[The problem] Every record must be repeated exactly; omit any pictures they contain.

··· Information given

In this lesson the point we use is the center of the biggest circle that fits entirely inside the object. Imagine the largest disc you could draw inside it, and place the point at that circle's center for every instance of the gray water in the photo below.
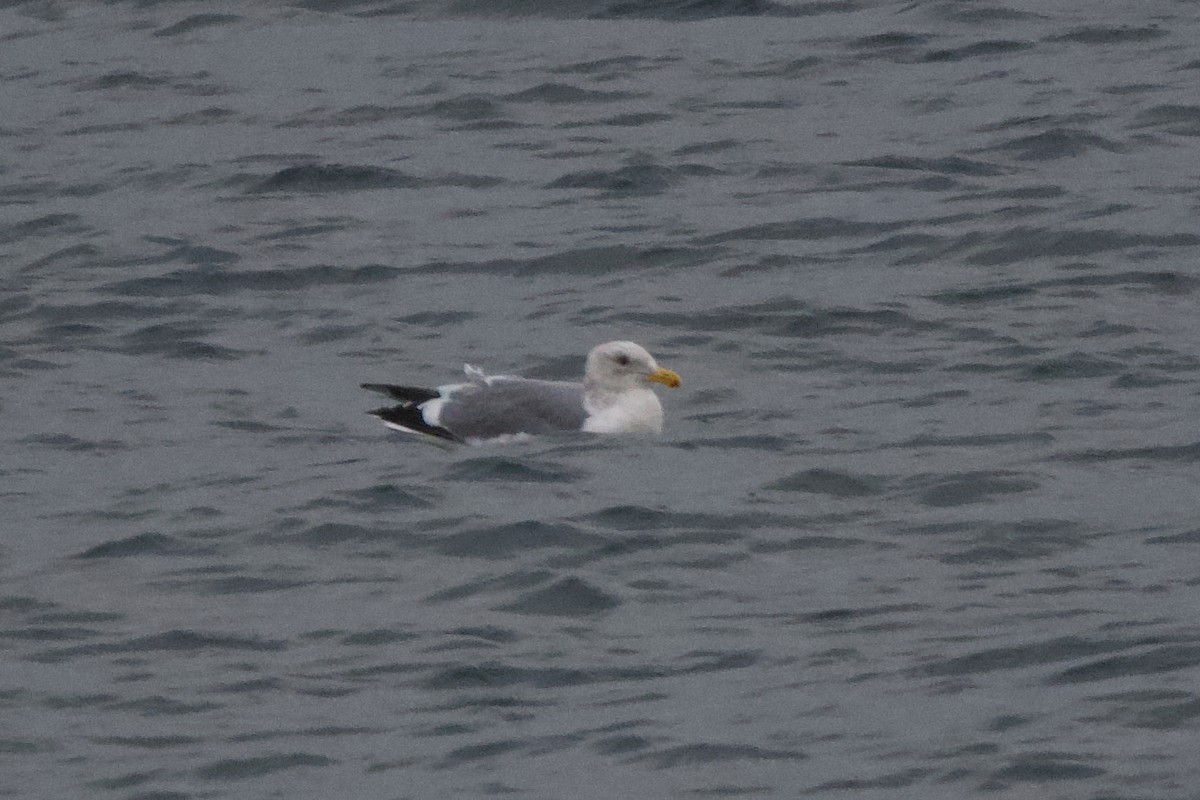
(924, 519)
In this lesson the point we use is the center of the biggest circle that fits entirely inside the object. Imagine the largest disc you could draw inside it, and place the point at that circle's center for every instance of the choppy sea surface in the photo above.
(924, 522)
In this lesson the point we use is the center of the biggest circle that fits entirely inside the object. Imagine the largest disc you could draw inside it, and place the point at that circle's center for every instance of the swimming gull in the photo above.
(615, 397)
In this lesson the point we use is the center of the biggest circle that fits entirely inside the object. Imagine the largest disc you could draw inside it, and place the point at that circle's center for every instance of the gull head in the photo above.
(624, 365)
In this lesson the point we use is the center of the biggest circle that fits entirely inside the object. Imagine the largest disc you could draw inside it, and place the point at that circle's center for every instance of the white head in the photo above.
(623, 365)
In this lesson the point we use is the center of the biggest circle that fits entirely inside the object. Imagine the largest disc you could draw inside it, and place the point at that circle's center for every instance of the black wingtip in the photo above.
(409, 417)
(409, 395)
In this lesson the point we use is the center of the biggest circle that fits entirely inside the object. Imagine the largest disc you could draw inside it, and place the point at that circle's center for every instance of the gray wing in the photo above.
(509, 405)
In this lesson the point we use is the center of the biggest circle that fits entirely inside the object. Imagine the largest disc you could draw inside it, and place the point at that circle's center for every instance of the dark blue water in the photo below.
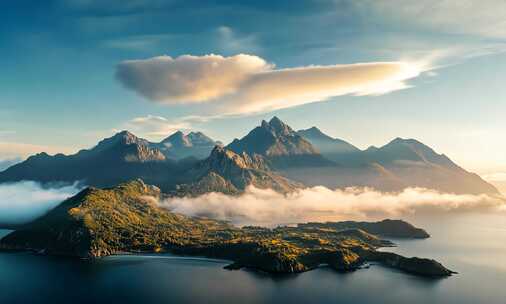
(475, 246)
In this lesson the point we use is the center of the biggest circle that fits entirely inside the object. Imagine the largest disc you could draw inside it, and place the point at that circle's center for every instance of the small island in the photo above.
(127, 219)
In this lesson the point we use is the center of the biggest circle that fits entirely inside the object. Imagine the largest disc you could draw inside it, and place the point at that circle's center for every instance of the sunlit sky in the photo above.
(366, 71)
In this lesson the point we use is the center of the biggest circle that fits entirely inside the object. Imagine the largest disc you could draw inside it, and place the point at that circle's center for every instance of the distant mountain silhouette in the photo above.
(113, 160)
(272, 155)
(394, 166)
(194, 144)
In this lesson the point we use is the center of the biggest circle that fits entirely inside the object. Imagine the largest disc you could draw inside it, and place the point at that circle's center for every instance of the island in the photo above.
(128, 219)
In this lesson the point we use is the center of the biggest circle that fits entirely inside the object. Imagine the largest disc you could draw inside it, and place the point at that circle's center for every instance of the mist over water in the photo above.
(25, 201)
(269, 208)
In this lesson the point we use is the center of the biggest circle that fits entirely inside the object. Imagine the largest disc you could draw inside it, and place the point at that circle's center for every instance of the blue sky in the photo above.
(60, 89)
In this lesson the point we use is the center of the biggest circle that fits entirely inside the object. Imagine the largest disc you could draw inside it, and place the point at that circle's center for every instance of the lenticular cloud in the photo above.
(243, 84)
(267, 207)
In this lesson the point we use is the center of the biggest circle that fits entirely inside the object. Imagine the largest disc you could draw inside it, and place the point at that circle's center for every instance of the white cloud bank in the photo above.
(23, 202)
(267, 207)
(247, 84)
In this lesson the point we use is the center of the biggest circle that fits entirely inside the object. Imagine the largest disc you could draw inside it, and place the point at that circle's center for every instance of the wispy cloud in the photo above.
(138, 42)
(158, 127)
(248, 84)
(470, 17)
(267, 207)
(25, 201)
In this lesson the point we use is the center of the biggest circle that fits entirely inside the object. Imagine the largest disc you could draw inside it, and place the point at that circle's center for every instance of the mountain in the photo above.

······

[Task solution]
In this lesson the point we use is the center of the biggest circle that fits entirely inside the object. Imagine the largest disc you could draw inside it, and place the point at that circle's center for every instance of the gray water in the photo below.
(924, 519)
In this lesson the point we use is the center of the biggest circle that fits entirely inside the object. Imagine the largest disc you could draw inside it, and place the point at that circle's center for every instance of the choppy sea surface in the photo above.
(924, 522)
In this lesson the point we use is the center of the biggest circle that fits entirely inside the object. Imagine the largest disc you could draw inside it, and place the point at that circle's center for every instance of the swimming gull in the photo above.
(615, 397)
In this lesson the point we use is the center of the biggest circle that fits entirely inside the object. Imagine the largest disc you could draw inside it, and place the point at that circle's center for every instance of the gull head in the photo above.
(624, 365)
In this lesson the point we use is the center of the biggest circle that fits entirely inside the object. Imagine the largest disc you could draw inside it, and place the point at that circle's center for every instance of the white head in the photo above.
(623, 365)
In this lesson the point we use is the center of the biggest circle that fits entirely inside the object. Imagine the largest disc you could draw inside it, and place the point at that circle's center for every instance of the black wingtip in the photo above.
(409, 417)
(409, 395)
In this lesson the point we use is the center of the biggest circle that fits entirely inside the object. Imagine the largest disc you could draw inside it, and place the point at that circle's center for every instance of the gray wing in the photo above.
(509, 405)
In this lesson the point we use is the center of the biggest circle that fits entirely inside the object. Imagine the largest disc you could draw inside it, and place the point at that circle's center for every instance of the dark blue water in the photo below.
(475, 246)
In this lesson the point we use is the center of the biggest circle that fits entirely inside the object. Imagine the largest disc you could draw inside it, and place the point at that circle's center for every instance of the small island in the photo above.
(127, 219)
In this lesson the point we use is the center of the biggest circle that fits entirely inside the object. Imagine the largest disc you could draw inside it, and place the point at that circle's center for every instance of the sunlit sky in the photo above.
(366, 71)
In this lesson the point we use is the center of the biggest circle that fits entirely inside the object. Imagine the largest disc you could draw inside it, and place the point at that circle's center for every instance of the distant mountain silhouette in the photo above.
(113, 160)
(272, 155)
(394, 166)
(194, 144)
In this lesson the point we use is the center of the biggest circle that fits entirely inside the object. Imagine the largest disc you could draw inside it, and place the point at that circle's center for every instance of the island in the photo above.
(128, 219)
In this lesson the point we use is the center of the biggest circle that fits entirely inside the object. Imagine the largest disc you could draw inside it, and place the point at that circle's center for every instance of the mist over water in the photo above.
(25, 201)
(269, 208)
In this lesson the point we use is the center of the biggest circle that fits entirely inside the object. Imagine the largest disc you could draw inside it, and place the point at that circle's center for every instance of the blue sky in the photo above.
(60, 89)
In this lesson the point we use is the center of the biggest circle that fits entirely inside the object. Imagine the largest disc you could draw inside it, and place the point at that circle's center for every instance of the lenticular cloud in the photo above.
(243, 84)
(267, 207)
In this lesson the point we use is the center of the biggest circle that fits entirely inside the object. Imagine the largest disc you could draw inside it, and place the point at that circle's center for every instance of the white cloud bank in the photo above.
(23, 202)
(267, 207)
(247, 84)
In this lesson the point we use is the center of the biggest circle that fits entirely inside the object. Imagine the largest disc you could draw inside it, and place the point at that circle's center for every instance of the wispy cloud in the photo above.
(138, 42)
(158, 127)
(248, 84)
(470, 17)
(267, 207)
(25, 201)
In this lesson the point we use is the center of the biggest circle that fits entirely inside the object. Imagine the largest disc you could draw inside it, and place the point at that circle's center for every instance of the mountain in the photo above.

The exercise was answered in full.